# WHAT TO PRODUCE:
Copy every line of the material precisely.

# WORKING DATA:
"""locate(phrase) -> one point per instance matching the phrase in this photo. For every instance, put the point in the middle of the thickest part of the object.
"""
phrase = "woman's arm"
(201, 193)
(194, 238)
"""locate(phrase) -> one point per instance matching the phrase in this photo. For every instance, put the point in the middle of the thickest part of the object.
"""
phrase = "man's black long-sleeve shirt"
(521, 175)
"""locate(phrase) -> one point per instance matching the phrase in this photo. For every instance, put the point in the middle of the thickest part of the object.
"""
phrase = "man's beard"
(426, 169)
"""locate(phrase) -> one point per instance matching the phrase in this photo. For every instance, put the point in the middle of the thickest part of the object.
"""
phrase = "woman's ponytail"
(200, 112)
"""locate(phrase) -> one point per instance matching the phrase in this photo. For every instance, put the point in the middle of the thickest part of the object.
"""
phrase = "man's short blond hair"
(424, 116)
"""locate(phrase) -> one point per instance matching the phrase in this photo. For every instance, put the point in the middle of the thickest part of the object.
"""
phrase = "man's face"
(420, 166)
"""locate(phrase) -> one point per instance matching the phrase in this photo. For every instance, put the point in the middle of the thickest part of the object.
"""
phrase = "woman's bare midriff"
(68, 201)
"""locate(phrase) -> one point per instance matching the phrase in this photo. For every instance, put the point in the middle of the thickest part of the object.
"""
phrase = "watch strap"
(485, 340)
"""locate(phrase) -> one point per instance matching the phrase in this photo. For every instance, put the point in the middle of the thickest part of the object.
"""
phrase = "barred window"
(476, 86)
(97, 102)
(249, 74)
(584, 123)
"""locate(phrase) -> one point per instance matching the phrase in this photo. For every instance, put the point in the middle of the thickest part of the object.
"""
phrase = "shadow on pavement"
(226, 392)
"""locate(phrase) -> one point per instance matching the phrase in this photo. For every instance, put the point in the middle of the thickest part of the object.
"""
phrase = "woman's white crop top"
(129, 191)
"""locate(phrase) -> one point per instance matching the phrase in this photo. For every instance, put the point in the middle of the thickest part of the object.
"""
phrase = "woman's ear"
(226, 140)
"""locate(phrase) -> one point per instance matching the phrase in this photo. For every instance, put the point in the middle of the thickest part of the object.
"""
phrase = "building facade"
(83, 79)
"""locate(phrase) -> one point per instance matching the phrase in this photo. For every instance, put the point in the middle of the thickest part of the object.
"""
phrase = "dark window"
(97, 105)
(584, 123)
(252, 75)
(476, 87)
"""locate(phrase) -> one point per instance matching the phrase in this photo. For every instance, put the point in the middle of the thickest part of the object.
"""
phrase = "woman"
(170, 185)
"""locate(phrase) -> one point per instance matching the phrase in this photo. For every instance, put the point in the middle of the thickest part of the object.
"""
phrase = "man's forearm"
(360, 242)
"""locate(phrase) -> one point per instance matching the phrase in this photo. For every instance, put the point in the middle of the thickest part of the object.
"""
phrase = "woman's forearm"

# ANSWER:
"""locate(phrase) -> one point per instance matching the phrase in this photo. For every instance, put the point in the middle of the thickest part of the object.
"""
phrase = "woman's arm"
(201, 193)
(194, 238)
"""locate(phrase) -> one point per instance matching the phrase in this photo. For every instance, put the point in the middle of the thickest part of the object.
"""
phrase = "man's black long-sleeve shirt"
(521, 175)
"""locate(phrase) -> one point per instance matching the phrase in this photo. For every instance, put the point in the middle of the thickest part of the object.
"""
phrase = "man's beard"
(426, 169)
"""locate(phrase) -> one point per instance matching the phrase in this photo. For every instance, put the point in the middle of the thickest part of the object.
"""
phrase = "woman's ponytail"
(200, 112)
"""locate(phrase) -> one point per instance matching the phrase in this photo. For every instance, put the point in the middle of the thickest part of the object.
"""
phrase = "man's short blond hair"
(424, 116)
"""locate(phrase) -> one point per instance matching the phrase in this photo. For every instance, put the point in the middle of the thickest part of the object.
"""
phrase = "man's face"
(420, 166)
"""locate(phrase) -> one point per instance matching the phrase in this photo. For every instance, put the point in the middle of the thickest part of the object.
"""
phrase = "woman's bare midriff"
(68, 201)
"""locate(phrase) -> one point per instance matching the phrase in this photo. For every instance, put the point in the middle of the thickest part of the object.
"""
phrase = "watch strap"
(485, 340)
"""locate(phrase) -> one point per instance matching the phrase in this photo. For every instance, put the point in the middle of the thickest part of the object.
"""
phrase = "barred window"
(476, 86)
(97, 102)
(249, 74)
(584, 123)
"""locate(phrase) -> one point per instance matching the phrase in this photo. For every instance, put the point in the middle of the thickest part of the object.
"""
phrase = "shadow on pavement"
(226, 392)
"""locate(phrase) -> one point per instance matching the phrase in this photo. For every instance, put the point in the middle of the thickest part of the object.
"""
phrase = "woman's white crop top"
(129, 191)
"""locate(phrase) -> one point per instance matching the phrase in this photo. For every instance, put the point in the middle of the thickest part of the object.
"""
phrase = "woman's ear"
(226, 140)
"""locate(phrase) -> one point per instance matching the phrase in this photo. For every instance, put the point in the middle of the thickest part of the object.
"""
phrase = "building facade"
(83, 79)
"""locate(phrase) -> one point per instance matching the phrase in this photo. For every instance, put the point in the middle of the thickest part of the object.
"""
phrase = "dark window"
(97, 105)
(584, 123)
(252, 75)
(476, 87)
"""locate(phrase) -> one point per instance matching the phrase in this photo. For every instance, put the point in the middle of the thickest part of the object.
"""
phrase = "woman"
(170, 185)
"""locate(phrase) -> one point per instance matching the phrase in this photo. For every instance, put the point in the middle of the thickest part of the object.
"""
phrase = "man's forearm"
(360, 242)
"""locate(phrase) -> one point per instance matching the phrase in this photo. For every instance, put the point in the middle of the thickest part of the object.
"""
phrase = "woman's forearm"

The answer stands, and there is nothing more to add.